__RECORD SET__
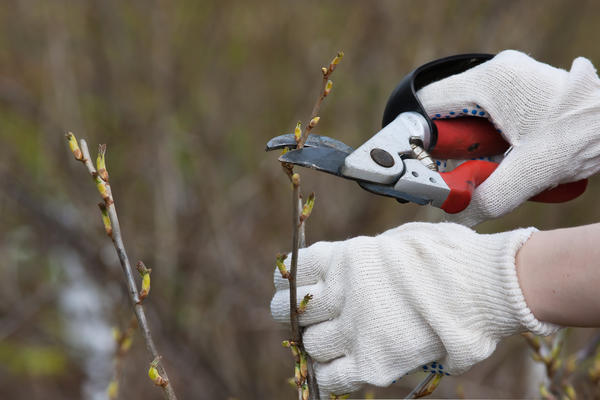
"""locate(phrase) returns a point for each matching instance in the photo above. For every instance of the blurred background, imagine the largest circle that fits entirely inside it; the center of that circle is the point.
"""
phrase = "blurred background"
(186, 94)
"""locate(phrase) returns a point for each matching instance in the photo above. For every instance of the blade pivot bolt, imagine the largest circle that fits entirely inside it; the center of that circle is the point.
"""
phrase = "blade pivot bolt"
(382, 158)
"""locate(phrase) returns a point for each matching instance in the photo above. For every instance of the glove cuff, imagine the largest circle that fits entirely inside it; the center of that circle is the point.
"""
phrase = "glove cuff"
(507, 311)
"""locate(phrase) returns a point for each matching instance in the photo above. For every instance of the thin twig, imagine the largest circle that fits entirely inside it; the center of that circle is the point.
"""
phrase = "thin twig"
(104, 187)
(326, 85)
(294, 264)
(414, 394)
(308, 379)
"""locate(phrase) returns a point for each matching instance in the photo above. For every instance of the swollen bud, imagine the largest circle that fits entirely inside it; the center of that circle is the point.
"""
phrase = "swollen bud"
(314, 122)
(328, 87)
(281, 266)
(74, 146)
(304, 391)
(154, 375)
(307, 209)
(298, 132)
(101, 162)
(296, 179)
(304, 303)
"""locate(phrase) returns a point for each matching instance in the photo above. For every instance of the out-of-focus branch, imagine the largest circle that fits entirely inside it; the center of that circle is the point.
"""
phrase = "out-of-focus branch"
(426, 387)
(123, 341)
(109, 213)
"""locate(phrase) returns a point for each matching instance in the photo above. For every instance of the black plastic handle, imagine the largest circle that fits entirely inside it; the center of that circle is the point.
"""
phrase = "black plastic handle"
(404, 97)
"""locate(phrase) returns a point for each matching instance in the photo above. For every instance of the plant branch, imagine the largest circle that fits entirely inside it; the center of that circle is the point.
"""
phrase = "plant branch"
(326, 86)
(82, 154)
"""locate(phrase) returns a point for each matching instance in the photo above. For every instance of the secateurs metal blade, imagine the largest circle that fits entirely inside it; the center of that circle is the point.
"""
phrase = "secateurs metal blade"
(398, 160)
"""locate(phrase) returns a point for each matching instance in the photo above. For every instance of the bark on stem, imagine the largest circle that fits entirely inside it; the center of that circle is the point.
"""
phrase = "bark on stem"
(117, 239)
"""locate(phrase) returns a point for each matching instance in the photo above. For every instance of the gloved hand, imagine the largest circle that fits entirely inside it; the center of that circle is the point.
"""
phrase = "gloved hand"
(550, 116)
(416, 294)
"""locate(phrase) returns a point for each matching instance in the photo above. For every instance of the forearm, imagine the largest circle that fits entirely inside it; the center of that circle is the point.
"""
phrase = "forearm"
(559, 274)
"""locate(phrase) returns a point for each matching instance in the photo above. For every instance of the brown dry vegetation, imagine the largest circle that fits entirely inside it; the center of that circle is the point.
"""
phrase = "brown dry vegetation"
(186, 94)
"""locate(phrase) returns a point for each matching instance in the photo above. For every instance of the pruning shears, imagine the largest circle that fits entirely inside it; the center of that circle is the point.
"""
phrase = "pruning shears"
(398, 161)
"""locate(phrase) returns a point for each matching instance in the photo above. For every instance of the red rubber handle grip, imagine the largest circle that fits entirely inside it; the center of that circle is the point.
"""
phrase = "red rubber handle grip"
(470, 174)
(467, 137)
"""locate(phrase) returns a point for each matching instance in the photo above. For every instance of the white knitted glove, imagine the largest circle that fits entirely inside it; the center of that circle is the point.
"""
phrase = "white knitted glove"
(550, 116)
(413, 295)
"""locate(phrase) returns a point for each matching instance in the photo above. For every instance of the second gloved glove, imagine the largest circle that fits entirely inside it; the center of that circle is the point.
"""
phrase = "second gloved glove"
(386, 305)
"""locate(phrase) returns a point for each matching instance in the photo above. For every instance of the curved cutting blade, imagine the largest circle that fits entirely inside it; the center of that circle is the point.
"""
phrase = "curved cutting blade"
(288, 140)
(323, 159)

__INSTRUCTIONS TO FOLLOW__
Can you rewrite all of the material above as a numbered list, one item per line, with blank lines dropped and the pictures left out?

__WRITTEN SOLUTION__
1. """locate(phrase) returns a point for each matching instance in the photo above. For every instance of the blurred background, imagine the largest circle that fits entirely inside it; the center of that circle is the point.
2. """
3. phrase = "blurred background"
4. (186, 94)
5. """locate(phrase) returns a point for each matching instance in the photo above. For every instance of the blade pivot bolt, imagine the largest circle that fits entirely inside it; the center of that circle is the point.
6. """
7. phrase = "blade pivot bolt"
8. (382, 158)
9. """locate(phrase) returns a point for each matching instance in the photo above. For every instance of the glove cuff, imagine the largest circle that fits entirely inside it; the center of that circle is the point.
10. """
11. phrase = "glove cuff"
12. (507, 311)
13. """locate(phrase) returns a point for each matching instance in the photo above. For every instance of the thin twig, imagine the largest circle that fits entirely inside it; the center of that circle is the point.
14. """
15. phrase = "thin twig"
16. (104, 187)
17. (326, 85)
18. (294, 264)
19. (414, 394)
20. (308, 379)
21. """locate(phrase) returns a point for each matching instance in the photo above. For every instance of the swollen bud, imagine the largest circle that fits entirely inside it; the center of that circle is the point.
22. """
23. phrase = "swollen bud"
24. (314, 122)
25. (328, 87)
26. (281, 266)
27. (74, 146)
28. (304, 391)
29. (154, 375)
30. (307, 209)
31. (298, 132)
32. (101, 162)
33. (296, 179)
34. (304, 303)
35. """locate(phrase) returns a point for each matching instance in the photo above. For every instance of the out-of-focus branch, imagine the largest circle that fits entirely inside it; the center of that circle is the point.
36. """
37. phrase = "out-of-focus branch"
38. (426, 387)
39. (123, 341)
40. (109, 213)
41. """locate(phrase) returns a point for each matching instance in the photo above. For every instance of the black plastic handle, imagine the largest circle that fits entirely inside it; the center of that circle is the point.
42. """
43. phrase = "black plastic handle"
44. (404, 97)
45. """locate(phrase) returns a point for each matching instance in the photo above. For every instance of the plant branch, imagine the largest circle that fits entirely inside it; the center of that circle is the point.
46. """
47. phrase = "plant branch"
48. (326, 86)
49. (82, 154)
50. """locate(phrase) returns a point for each matching instance in the photo above. For every instance of the secateurs metal blade, imagine the largest circle that fits entirely inside it; the center of that circle is the point.
51. """
52. phrase = "secateurs metal blade"
53. (398, 160)
54. """locate(phrase) returns a point for each matching instance in the photo above. For every instance of the bark on stem, imagine the largest circle that fits entirely inside it; the center of that circle is the point.
55. """
56. phrase = "bark on stem"
57. (117, 239)
58. """locate(phrase) returns a point for each matching instance in the photo above. For every instance of the gloved hand, imagine the largest circle that fits entirely inside it; the center of that circle is the point.
59. """
60. phrase = "gloved hand"
61. (550, 116)
62. (416, 294)
63. """locate(phrase) returns a point for each matching instance in the photo above. For every instance of the forearm, imagine the largest circle that fits entirely inside it; the center of that circle is the point.
64. """
65. phrase = "forearm"
66. (559, 274)
67. """locate(phrase) returns a point for each matching instance in the photo above. For every instance of the brown dry vegetation, imagine the largest circle that fits entirely inside it; the center of that circle is the point.
68. """
69. phrase = "brown dry vegetation"
70. (186, 94)
71. """locate(phrase) returns a point for each matching instance in the photo above. For every instance of the pruning shears, imagine the largest circle that fits entirely inside it; the center of that circle is the point.
72. """
73. phrase = "pruning shears"
74. (398, 161)
75. """locate(phrase) returns a point for each matching instance in the photo above. For every instance of the red rubber handle grip, imagine the largest circle that fits entirely inside it; the center of that circle is the point.
76. """
77. phrase = "red rubber handle grip"
78. (470, 174)
79. (467, 137)
80. """locate(phrase) returns a point for each matching instance in the photo above. For every instance of the white knitted glove, imagine the largest circle that fits entirely inside it; the center of that circle is the point.
81. """
82. phrase = "white knitted glove"
83. (550, 116)
84. (413, 295)
85. """locate(phrase) returns a point for each matching instance in the photo above. For every instance of the second gloved glove, imagine the largest circle that fits entirely inside it; the center of that circle is the point.
86. """
87. phrase = "second gloved glove"
88. (386, 305)
89. """locate(phrase) returns a point for each matching instance in the photo above. For every instance of the curved cutting blade, imagine the largest circle that fits entirely inside it; the center of that circle is the point.
90. """
91. phrase = "curved cutting blade"
92. (288, 140)
93. (323, 159)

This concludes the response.